▶ **Sección del documento**:
● ● ● ● ● ● ●
El problema es que la justicia supone una penalidad adecuada a la infracción. El problema es que la justicia supone escuchar a quien ha sido acusado. Pero el yo no quiere ni puede hacerlo. No es tribunal, pero tampoco lo quiere. No es cárcel, pero tampoco busca renunciar a serlo: en una extraña mutación histórica, el yo de protesta ha deglutido al policía que antes lo vigilaba. La delación, el escarnio público, el solaz ante el ostracismo aceitan la rueda que le da motor a lo mismo que dice combatir: la injusticia.
La muerte de la inocencia
¿Quién rehabilita al apestado? ¿Cómo se gestiona su derecho a la recuperación, en caso de ser culpable? Lo primero: no olvidar la muerte de lo que se conoce como “justicia restaurativa”, una forma de desagravio orientada a las necesidades de las víctimas y de los victimarios, y no precisamente en la búsqueda del castigo más fuerte o en la anulación laboral, social o física de quien ultrajó. El olvido y desdén para con la justicia restaurativa no vienen de antiguo. Son paralelos a lo que en Estados Unidos se conoce como cancel culture y que ha enfrentado en los últimos años, vaya paradoja, a diversos sectores del progresismo, mientras la derecha ha abanderado la defensa simplona de la “incorrección política”. Pese a esto, ya en los ochenta, en los campus universitarios estadounidenses, críticos culturales conservadores como Allan Bloom o Dinesh D’Souza lamentaban no únicamente la carga ideológica con que se enseñaban las humanidades —como si evitar esto fuese de algún modo posible—, sino el ostracismo y boicot contra quienes se oponían a un cierto consenso neoliberal de manejo de agresiones universitarias o gestión de la política universitaria.
● ● ● ● ● ● ●
▶ **Filas**:
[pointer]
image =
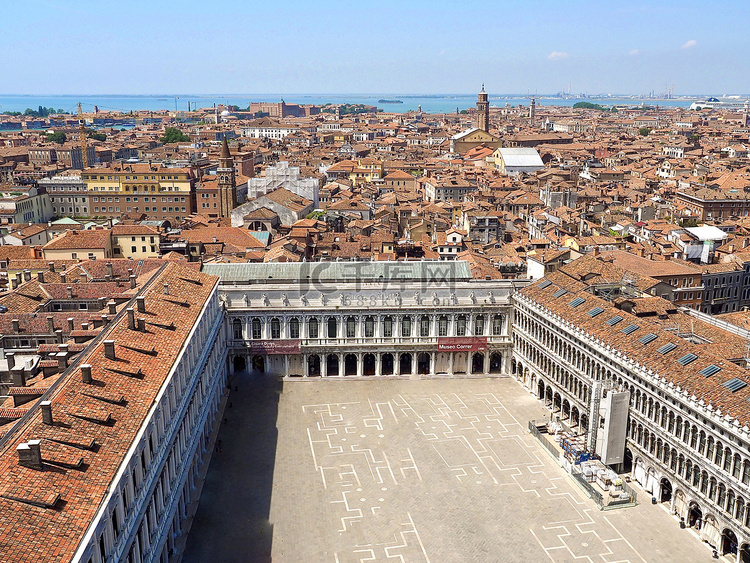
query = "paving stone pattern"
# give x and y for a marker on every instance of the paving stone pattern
(435, 471)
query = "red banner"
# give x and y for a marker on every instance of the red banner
(462, 344)
(275, 346)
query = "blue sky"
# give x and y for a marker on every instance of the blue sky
(234, 46)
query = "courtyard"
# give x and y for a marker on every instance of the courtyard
(432, 470)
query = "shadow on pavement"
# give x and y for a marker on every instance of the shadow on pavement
(232, 520)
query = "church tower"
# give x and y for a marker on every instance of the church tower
(227, 183)
(483, 111)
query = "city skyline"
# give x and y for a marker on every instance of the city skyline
(629, 49)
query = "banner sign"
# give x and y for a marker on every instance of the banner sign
(275, 346)
(462, 344)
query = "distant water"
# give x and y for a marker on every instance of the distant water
(442, 103)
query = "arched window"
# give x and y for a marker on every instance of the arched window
(294, 328)
(479, 325)
(387, 327)
(406, 326)
(424, 325)
(461, 325)
(443, 325)
(497, 325)
(369, 327)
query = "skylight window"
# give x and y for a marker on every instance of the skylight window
(708, 371)
(650, 337)
(734, 384)
(686, 359)
(668, 347)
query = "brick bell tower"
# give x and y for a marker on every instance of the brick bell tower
(483, 111)
(227, 181)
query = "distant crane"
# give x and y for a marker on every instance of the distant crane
(82, 138)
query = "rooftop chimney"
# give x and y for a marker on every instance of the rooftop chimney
(30, 454)
(86, 373)
(46, 412)
(109, 349)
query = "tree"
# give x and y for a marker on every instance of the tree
(57, 137)
(174, 135)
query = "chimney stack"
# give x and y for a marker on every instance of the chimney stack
(86, 373)
(30, 454)
(109, 349)
(46, 412)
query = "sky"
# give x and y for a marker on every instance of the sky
(377, 46)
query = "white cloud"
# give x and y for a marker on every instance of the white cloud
(557, 55)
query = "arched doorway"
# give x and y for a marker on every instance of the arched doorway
(496, 362)
(368, 364)
(313, 365)
(332, 365)
(477, 362)
(665, 490)
(259, 364)
(423, 363)
(239, 364)
(387, 367)
(350, 364)
(728, 542)
(695, 514)
(745, 553)
(404, 364)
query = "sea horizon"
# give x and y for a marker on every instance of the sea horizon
(429, 103)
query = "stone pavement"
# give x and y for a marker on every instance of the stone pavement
(417, 471)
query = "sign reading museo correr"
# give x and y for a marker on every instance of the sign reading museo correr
(462, 344)
(275, 346)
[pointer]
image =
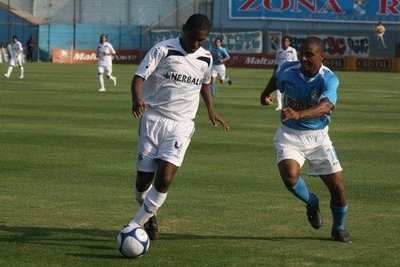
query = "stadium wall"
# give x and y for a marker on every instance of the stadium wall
(11, 24)
(223, 22)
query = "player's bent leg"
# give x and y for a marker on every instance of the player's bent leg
(338, 206)
(143, 185)
(212, 86)
(278, 100)
(101, 81)
(290, 170)
(8, 73)
(21, 68)
(112, 78)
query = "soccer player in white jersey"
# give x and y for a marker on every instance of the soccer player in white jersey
(310, 95)
(16, 57)
(104, 52)
(166, 91)
(285, 53)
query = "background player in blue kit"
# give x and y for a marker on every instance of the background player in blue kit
(220, 57)
(310, 95)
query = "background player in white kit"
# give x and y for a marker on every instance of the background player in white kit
(285, 53)
(220, 57)
(171, 78)
(104, 53)
(16, 57)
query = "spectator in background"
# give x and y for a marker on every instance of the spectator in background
(104, 52)
(380, 32)
(16, 55)
(31, 45)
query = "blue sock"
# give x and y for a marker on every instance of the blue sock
(339, 217)
(213, 88)
(300, 190)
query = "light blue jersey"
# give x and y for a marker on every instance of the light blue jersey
(302, 93)
(218, 54)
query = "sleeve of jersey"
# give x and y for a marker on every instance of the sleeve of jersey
(150, 62)
(330, 89)
(112, 49)
(226, 54)
(294, 54)
(279, 75)
(207, 74)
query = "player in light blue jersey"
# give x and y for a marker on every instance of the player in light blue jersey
(310, 94)
(220, 57)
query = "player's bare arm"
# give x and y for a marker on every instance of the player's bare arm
(265, 97)
(138, 105)
(215, 119)
(224, 60)
(319, 110)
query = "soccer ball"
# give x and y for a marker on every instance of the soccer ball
(133, 241)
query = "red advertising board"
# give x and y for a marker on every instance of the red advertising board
(252, 60)
(89, 56)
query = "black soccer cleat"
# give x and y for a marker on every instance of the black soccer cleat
(151, 228)
(341, 236)
(314, 215)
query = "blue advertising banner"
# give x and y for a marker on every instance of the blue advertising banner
(360, 11)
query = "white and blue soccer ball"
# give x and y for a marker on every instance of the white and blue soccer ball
(133, 241)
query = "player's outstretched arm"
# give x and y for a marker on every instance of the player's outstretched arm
(214, 118)
(317, 111)
(138, 105)
(265, 97)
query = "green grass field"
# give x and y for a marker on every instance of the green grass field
(67, 173)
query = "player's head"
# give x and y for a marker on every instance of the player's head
(103, 38)
(218, 42)
(286, 42)
(311, 55)
(195, 32)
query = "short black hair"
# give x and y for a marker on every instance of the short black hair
(287, 37)
(316, 41)
(198, 22)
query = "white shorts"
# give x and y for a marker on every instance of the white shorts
(162, 138)
(218, 70)
(106, 70)
(314, 146)
(15, 61)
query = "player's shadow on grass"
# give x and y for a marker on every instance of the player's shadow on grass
(101, 243)
(174, 236)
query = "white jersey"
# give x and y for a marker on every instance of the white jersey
(105, 60)
(16, 50)
(174, 79)
(282, 56)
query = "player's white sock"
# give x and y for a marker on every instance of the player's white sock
(140, 196)
(152, 202)
(279, 98)
(22, 72)
(113, 79)
(9, 70)
(101, 80)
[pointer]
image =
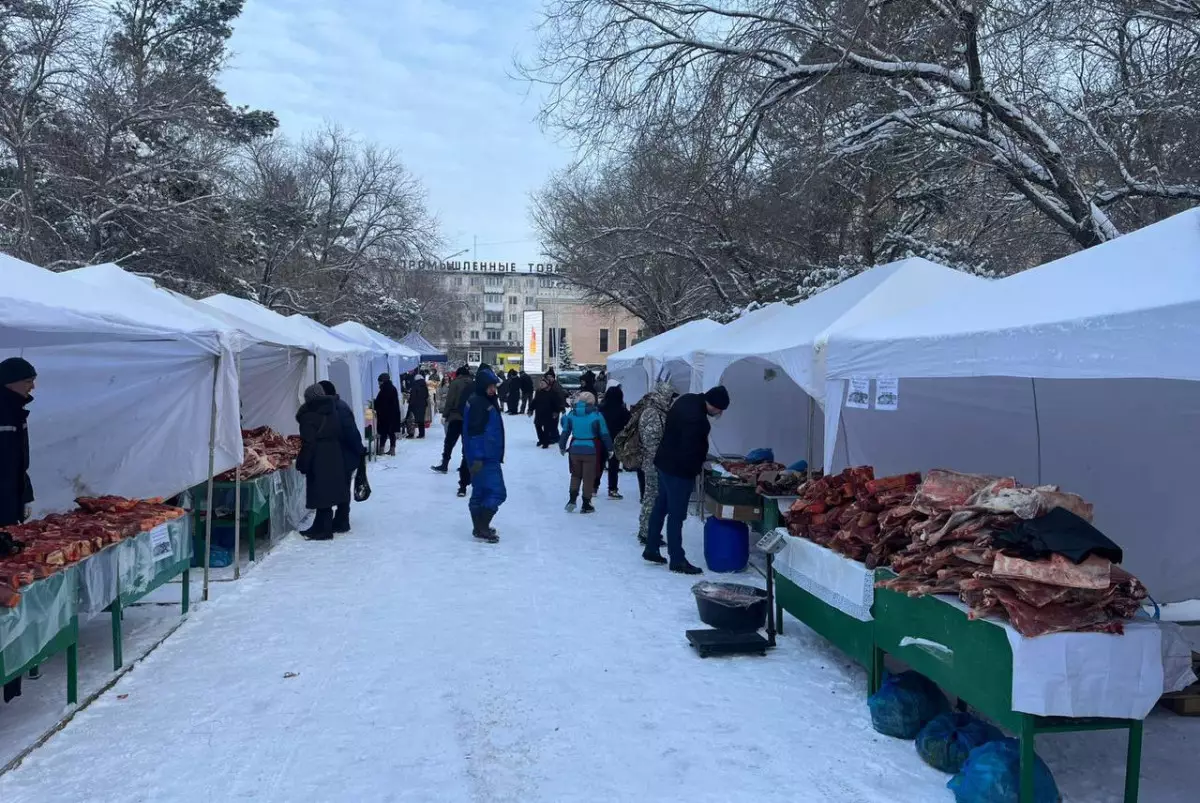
● ● ● ● ● ● ●
▶ **Consigna**:
Extrae literalmente, del texto sobre la justicia y la cultura de la cancelación, el pasaje que se abre con las palabras que contienen "El problema es que la justicia supone una" y se cierra con "combatir: la injusticia.".

▶ **Resultado del ejercicio**:
El problema es que la justicia supone una penalidad adecuada a la infracción. El problema es que la justicia supone escuchar a quien ha sido acusado. Pero el yo no quiere ni puede hacerlo. No es tribunal, pero tampoco lo quiere. No es cárcel, pero tampoco busca renunciar a serlo: en una extraña mutación histórica, el yo de protesta ha deglutido al policía que antes lo vigilaba. La delación, el escarnio público, el solaz ante el ostracismo aceitan la rueda que le da motor a lo mismo que dice combatir: la injusticia.